++++ DATA SHOWN ++++

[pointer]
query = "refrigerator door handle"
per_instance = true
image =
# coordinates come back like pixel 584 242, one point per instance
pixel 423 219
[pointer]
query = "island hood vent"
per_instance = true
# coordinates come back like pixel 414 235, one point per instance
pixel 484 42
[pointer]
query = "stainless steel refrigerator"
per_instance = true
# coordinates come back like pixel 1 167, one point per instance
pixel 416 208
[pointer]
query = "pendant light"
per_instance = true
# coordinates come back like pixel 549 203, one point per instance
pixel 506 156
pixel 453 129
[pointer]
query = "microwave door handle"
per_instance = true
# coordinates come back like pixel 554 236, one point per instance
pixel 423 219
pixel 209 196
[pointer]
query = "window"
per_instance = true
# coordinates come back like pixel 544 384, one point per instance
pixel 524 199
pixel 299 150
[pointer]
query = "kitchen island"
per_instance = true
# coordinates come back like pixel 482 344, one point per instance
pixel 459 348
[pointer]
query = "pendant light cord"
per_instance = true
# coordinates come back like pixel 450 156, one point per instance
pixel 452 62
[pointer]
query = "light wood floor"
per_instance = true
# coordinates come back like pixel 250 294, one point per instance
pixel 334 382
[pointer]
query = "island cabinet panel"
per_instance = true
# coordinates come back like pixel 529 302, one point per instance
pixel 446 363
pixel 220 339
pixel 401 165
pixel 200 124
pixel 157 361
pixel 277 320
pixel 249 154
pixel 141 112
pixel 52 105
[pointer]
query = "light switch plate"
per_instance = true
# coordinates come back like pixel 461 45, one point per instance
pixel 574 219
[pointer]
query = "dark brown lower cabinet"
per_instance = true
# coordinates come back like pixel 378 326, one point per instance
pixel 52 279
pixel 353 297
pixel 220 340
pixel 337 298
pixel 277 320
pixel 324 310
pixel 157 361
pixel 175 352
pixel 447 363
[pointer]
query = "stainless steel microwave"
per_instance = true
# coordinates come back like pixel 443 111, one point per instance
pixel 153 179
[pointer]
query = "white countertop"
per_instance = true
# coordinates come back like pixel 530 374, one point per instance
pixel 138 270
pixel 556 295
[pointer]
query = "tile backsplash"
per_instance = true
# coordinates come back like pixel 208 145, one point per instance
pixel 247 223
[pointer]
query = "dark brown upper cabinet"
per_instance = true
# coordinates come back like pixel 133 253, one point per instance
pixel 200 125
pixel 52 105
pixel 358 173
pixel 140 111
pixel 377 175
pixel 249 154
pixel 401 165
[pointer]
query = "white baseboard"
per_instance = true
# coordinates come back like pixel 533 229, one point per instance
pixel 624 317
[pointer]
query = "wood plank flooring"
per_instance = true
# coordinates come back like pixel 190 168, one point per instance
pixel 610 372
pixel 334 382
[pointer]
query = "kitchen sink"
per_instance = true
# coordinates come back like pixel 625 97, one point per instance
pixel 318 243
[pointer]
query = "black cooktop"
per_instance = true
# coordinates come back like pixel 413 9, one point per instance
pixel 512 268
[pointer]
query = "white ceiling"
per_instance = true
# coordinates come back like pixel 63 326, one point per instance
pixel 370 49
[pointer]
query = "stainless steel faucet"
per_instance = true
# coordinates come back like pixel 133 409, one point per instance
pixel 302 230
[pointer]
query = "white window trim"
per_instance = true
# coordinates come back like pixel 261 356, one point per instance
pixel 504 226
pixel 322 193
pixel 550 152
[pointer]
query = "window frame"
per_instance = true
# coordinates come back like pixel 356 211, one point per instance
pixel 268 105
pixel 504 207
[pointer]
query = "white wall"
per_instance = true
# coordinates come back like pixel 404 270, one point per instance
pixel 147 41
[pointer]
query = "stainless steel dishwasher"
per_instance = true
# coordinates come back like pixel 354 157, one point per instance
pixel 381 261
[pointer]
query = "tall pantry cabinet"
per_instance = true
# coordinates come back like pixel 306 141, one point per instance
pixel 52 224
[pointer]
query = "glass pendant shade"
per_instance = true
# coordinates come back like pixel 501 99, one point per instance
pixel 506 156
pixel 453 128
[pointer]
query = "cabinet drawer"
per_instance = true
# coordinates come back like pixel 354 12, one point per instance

++++

▶ [PROBLEM TO SOLVE] Quote all of the items above verbatim, from the first through the last.

▶ [EXERCISE RESPONSE]
[pointer]
query = "refrigerator door handle"
per_instance = true
image =
# coordinates come back like pixel 584 242, one point per instance
pixel 423 219
[pointer]
query = "island hood vent"
per_instance = true
# coordinates come back like pixel 414 235, one point per instance
pixel 484 42
[pointer]
query = "stainless steel refrigerator"
per_instance = true
# coordinates come back like pixel 1 167, one point per instance
pixel 416 208
[pointer]
query = "pendant light"
per_instance = true
# coordinates come back like pixel 549 203, one point per instance
pixel 506 156
pixel 453 129
[pointer]
query = "microwave door handle"
per_instance = true
# coordinates come back like pixel 554 236, one point per instance
pixel 423 219
pixel 209 196
[pointer]
query = "window"
per_instance = true
# coordinates come back like pixel 544 384, one point per instance
pixel 524 199
pixel 299 150
[pointer]
query = "kitchen island"
per_instance = true
# coordinates come back like pixel 482 344, one point per instance
pixel 459 348
[pointer]
query = "pendant light cord"
per_instance = true
# coordinates come back like pixel 450 156, one point per instance
pixel 452 62
[pointer]
query = "light wood floor"
per_instance = true
# coordinates come back like pixel 250 294, one point per instance
pixel 334 382
[pointer]
query = "island cabinet panel"
per_instance = true
# coordinates come back like pixel 529 302, one point per instance
pixel 446 363
pixel 220 339
pixel 401 165
pixel 200 124
pixel 157 361
pixel 277 320
pixel 249 154
pixel 141 112
pixel 52 105
[pointer]
query = "light switch plate"
per_instance = true
# coordinates come back like pixel 461 45, one point per instance
pixel 574 219
[pointer]
query = "dark brown lower cabinet"
per_instance = true
# coordinates come back like pixel 378 326, one point per instance
pixel 52 279
pixel 353 297
pixel 220 340
pixel 337 298
pixel 277 320
pixel 324 310
pixel 157 361
pixel 175 352
pixel 447 363
[pointer]
query = "stainless steel microwave"
per_instance = true
# coordinates come back like pixel 443 111, one point per instance
pixel 153 179
[pointer]
query = "white countertop"
per_instance = true
# coordinates come back like pixel 530 374, one point per instance
pixel 138 270
pixel 556 295
[pointer]
query = "tile backsplash"
per_instance = true
# coordinates come back like pixel 208 145, one point per instance
pixel 247 223
[pointer]
query = "dark brown upper cabinet"
per_instance = true
# coordinates come back like pixel 133 253, one point per instance
pixel 200 125
pixel 52 105
pixel 358 173
pixel 140 111
pixel 377 175
pixel 249 154
pixel 401 165
[pointer]
query = "white baseboard"
per_instance = true
# coordinates come back like pixel 533 229, one point per instance
pixel 624 317
[pointer]
query = "wood plank flooring"
per_instance = true
# coordinates come back like pixel 190 168, one point per instance
pixel 610 372
pixel 334 382
[pointer]
query = "kitchen sink"
per_instance = true
# coordinates come back like pixel 625 97, one point per instance
pixel 318 243
[pointer]
query = "black cooktop"
per_instance = true
# coordinates come back like pixel 413 9, one point per instance
pixel 512 268
[pointer]
query = "white ceiling"
per_instance = true
# coordinates come back like pixel 63 326, one point per instance
pixel 370 49
[pointer]
query = "stainless steel faucet"
per_instance = true
# coordinates come back like pixel 133 409, one point per instance
pixel 302 230
[pointer]
query = "white window trim"
per_instance = true
# coordinates come back like pixel 261 356, one point per instance
pixel 504 226
pixel 322 193
pixel 550 152
[pointer]
query = "window frame"
per_instance = true
# coordinates come back like pixel 356 211, one point per instance
pixel 268 105
pixel 504 207
[pointer]
query = "white wall"
per_instance = true
# coordinates come back like pixel 404 270, one point per instance
pixel 147 41
[pointer]
query = "stainless steel dishwasher"
per_instance = true
# coordinates come back like pixel 354 157, one point per instance
pixel 381 261
[pointer]
query = "tall pantry cabinet"
per_instance = true
# coordinates come back like pixel 306 141, one point per instance
pixel 52 224
[pointer]
query = "glass pendant shade"
per_instance = true
# coordinates come back like pixel 501 99, one point per instance
pixel 506 156
pixel 453 128
[pointer]
query = "cabinet drawer"
per_instance = true
# coordinates come back like pixel 354 12, one point per instance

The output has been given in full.